| TASK |
Continue the article on Split Biosciences' single-cell RNA sequencing technology from the point where it stops.

| TEXT |

SAN FRANCISCO (GenomeWeb) – University of Washington spinout Split Biosciences is commercializing a single-cell RNA sequencing technology that it aims to launch through an early-access program this summer.
The technology relies on fixing and immobilizing single cells, rather than physically isolating them, in order to do single-cell RNA sequencing. The startup, which currently has four full-time employees, raised around $1.2 million in seed financing last year.
The UW researchers first described the technology last year in a publication in Science and also at this year's Advances in Genome Biology and Technology meeting in Marco Island, Florida.
Following the Science publication, the researchers won a $150,000 grant from the Washington Research Foundation to optimize the technology and develop a kit, which they then tested with researchers from Seattle Children's Hospital, the Fred Hutchinson Cancer Research Institute, and others, said Georg Seelig, a Split Bio cofounder and its CSO. After that, the team, which has filed patents on the method through the university, spun out Split Bio.
The method, dubbed SPLiT-seq for split-pool ligation-based transcriptome sequencing, relies on using a single cell itself as a compartment. Cells are formaldehyde-fixed, which essentially freezes their activity, so the gene expression profile is the same as when the cell was extracted from the tissue, Seelig explained, and the RNA molecules stay within the cell. Fixation also enables researchers to store samples before analyzing them. After fixing the cell, the cell membrane is made permeable by adding a detergent that essentially "pokes holes" into the membranes so that reagents can be added directly to the cell, said Split Bio CEO and cofounder Alex Rosenberg. These steps are standard and common lab processes.
The cells are then dispersed into a 96-well plate where barcoded reverse transcriptase primers are added to create cDNA within the cell itself. The cells are then pooled and redistributed and well-specific barcodes are added to the cDNA molecules within each cell. The process is repeated, and in the third round of barcoding, a unique molecular identifier is also added. In a fourth and final round of barcoding, the cells are also divided into sub-libraries with sequencing barcodes.

| EXERCISE DATA |
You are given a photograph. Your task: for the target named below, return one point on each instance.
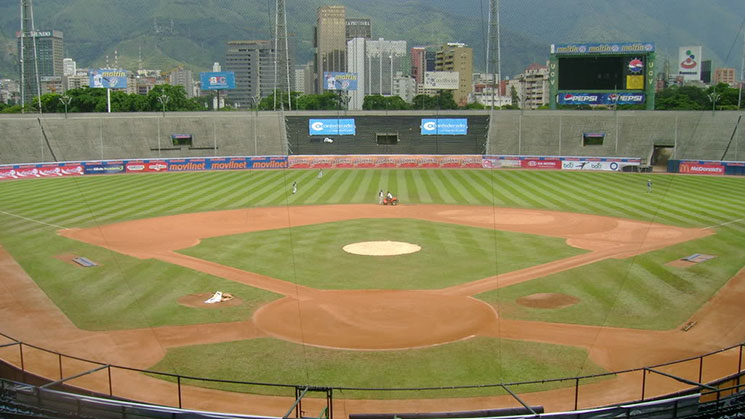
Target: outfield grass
(313, 256)
(479, 361)
(140, 293)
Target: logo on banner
(636, 66)
(690, 60)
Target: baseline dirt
(35, 319)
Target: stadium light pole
(65, 101)
(163, 99)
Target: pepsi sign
(217, 80)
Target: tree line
(167, 98)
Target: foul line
(728, 222)
(32, 220)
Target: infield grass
(451, 254)
(143, 293)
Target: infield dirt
(341, 319)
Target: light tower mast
(28, 54)
(282, 54)
(493, 53)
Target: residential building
(382, 60)
(69, 67)
(534, 86)
(404, 87)
(358, 28)
(182, 77)
(356, 64)
(457, 57)
(725, 75)
(253, 65)
(330, 43)
(47, 59)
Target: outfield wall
(685, 135)
(81, 137)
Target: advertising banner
(146, 166)
(540, 164)
(60, 171)
(339, 81)
(689, 62)
(385, 161)
(612, 166)
(103, 168)
(702, 168)
(580, 98)
(217, 80)
(108, 78)
(444, 80)
(331, 127)
(442, 126)
(605, 48)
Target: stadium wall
(83, 137)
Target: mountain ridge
(194, 33)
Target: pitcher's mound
(547, 300)
(198, 301)
(381, 248)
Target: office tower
(253, 65)
(330, 42)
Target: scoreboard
(602, 74)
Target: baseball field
(513, 276)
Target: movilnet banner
(444, 126)
(702, 168)
(103, 168)
(331, 127)
(607, 48)
(108, 78)
(540, 164)
(217, 80)
(339, 81)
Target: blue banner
(107, 78)
(101, 168)
(331, 127)
(450, 126)
(581, 98)
(339, 81)
(217, 80)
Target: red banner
(540, 164)
(150, 166)
(702, 168)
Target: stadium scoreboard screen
(602, 74)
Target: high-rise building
(356, 64)
(418, 63)
(48, 58)
(458, 58)
(69, 67)
(330, 42)
(253, 65)
(183, 78)
(725, 75)
(358, 28)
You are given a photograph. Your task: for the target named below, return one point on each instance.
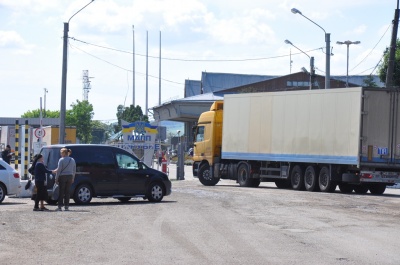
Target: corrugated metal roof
(214, 82)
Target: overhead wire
(120, 67)
(193, 60)
(371, 49)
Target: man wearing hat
(6, 154)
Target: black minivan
(107, 171)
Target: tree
(81, 116)
(129, 114)
(100, 131)
(382, 70)
(36, 114)
(369, 82)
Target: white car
(9, 180)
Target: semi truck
(314, 140)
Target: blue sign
(383, 151)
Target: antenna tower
(86, 84)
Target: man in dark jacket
(6, 154)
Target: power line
(371, 50)
(98, 58)
(194, 60)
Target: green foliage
(45, 114)
(100, 132)
(129, 114)
(382, 70)
(81, 116)
(369, 82)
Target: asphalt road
(224, 224)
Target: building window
(297, 83)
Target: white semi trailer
(309, 139)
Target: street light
(45, 92)
(311, 63)
(64, 78)
(348, 43)
(328, 50)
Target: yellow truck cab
(207, 146)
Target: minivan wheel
(51, 202)
(155, 192)
(83, 194)
(124, 199)
(2, 192)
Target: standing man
(159, 155)
(6, 154)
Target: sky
(241, 37)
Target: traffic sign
(39, 132)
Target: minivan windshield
(125, 161)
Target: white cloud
(12, 40)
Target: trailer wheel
(377, 189)
(325, 182)
(311, 179)
(346, 188)
(205, 176)
(360, 189)
(244, 176)
(283, 184)
(256, 183)
(297, 178)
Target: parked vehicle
(313, 140)
(9, 180)
(107, 171)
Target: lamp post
(45, 92)
(311, 63)
(328, 50)
(64, 78)
(348, 43)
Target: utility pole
(133, 67)
(392, 51)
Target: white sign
(37, 146)
(39, 133)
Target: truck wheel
(377, 189)
(297, 178)
(155, 192)
(282, 184)
(360, 189)
(244, 176)
(346, 188)
(205, 176)
(325, 182)
(311, 179)
(256, 183)
(2, 192)
(83, 194)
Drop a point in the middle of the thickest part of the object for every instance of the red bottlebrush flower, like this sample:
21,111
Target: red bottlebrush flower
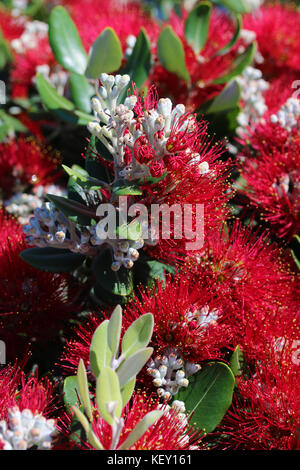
171,432
126,19
273,181
11,27
250,276
203,68
26,64
26,392
26,162
24,404
78,347
277,29
187,318
266,411
34,304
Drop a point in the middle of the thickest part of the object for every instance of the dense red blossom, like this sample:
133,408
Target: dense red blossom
11,27
26,162
273,181
266,411
26,392
203,68
277,29
126,19
34,304
252,279
170,432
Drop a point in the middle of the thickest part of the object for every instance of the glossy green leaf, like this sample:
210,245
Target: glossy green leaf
53,101
114,330
81,418
234,38
139,62
209,395
197,26
105,54
81,175
108,392
227,99
126,188
138,335
55,260
127,391
133,365
83,389
70,207
118,283
236,361
237,6
69,390
65,41
171,53
239,64
100,352
81,92
143,425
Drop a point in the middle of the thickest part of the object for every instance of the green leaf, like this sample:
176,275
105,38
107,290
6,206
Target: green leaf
12,124
81,92
53,101
237,6
105,54
197,25
81,175
239,64
139,62
55,260
234,38
70,207
209,395
140,429
227,99
138,335
108,391
81,418
69,390
114,330
236,361
127,391
100,352
118,283
126,188
171,53
131,231
133,365
65,41
84,389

| RESPONSE AREA |
An advantage of the method, said Charlie Roco, the company's chief technology officer and a cofounder, is that it does not require a separate instrument. "So, it's accessible to any lab," he said.
Split Bio's barcoding strategy is also similar to combinatorial indexing methods used for single-cell sequencing as described by Jay Shendure's group, also at UW.
Seelig said that the two methods were developed independently at UW and while "conceptually similar" in that they both use combinatorial barcoding, many of the details, like the specific mechanisms for barcoding and the cell treatments, are different.
In the Science study, the researchers sought to determine the performance of the method, ensuring that it truly yielded results from single cells, by analyzing mixtures of human and mouse cells. When they analyzed 1,758 uniquely barcoded cells, the researchers found that 99.9 percent could be assigned to a single species. When scaled up to process around 100,000 cells, the doublet rate would be about 1 percent, Seelig noted.
Since the publication, the team has continued to optimize the protocol. For instance, it has "reduced the number of steps required and optimized reaction buffers to increase sensitivity and minimize hands-on time," he said.
In addition, the researchers have internally compared the method to other tried-and-true single-cell protocols like Smart-seq, Drop-seq, and 10x Genomics' single-cell methods and found that the results are comparable. Importantly, Seelig said, there seems to be little method-based bias and the results cluster by cell type, rather than by the protocol used.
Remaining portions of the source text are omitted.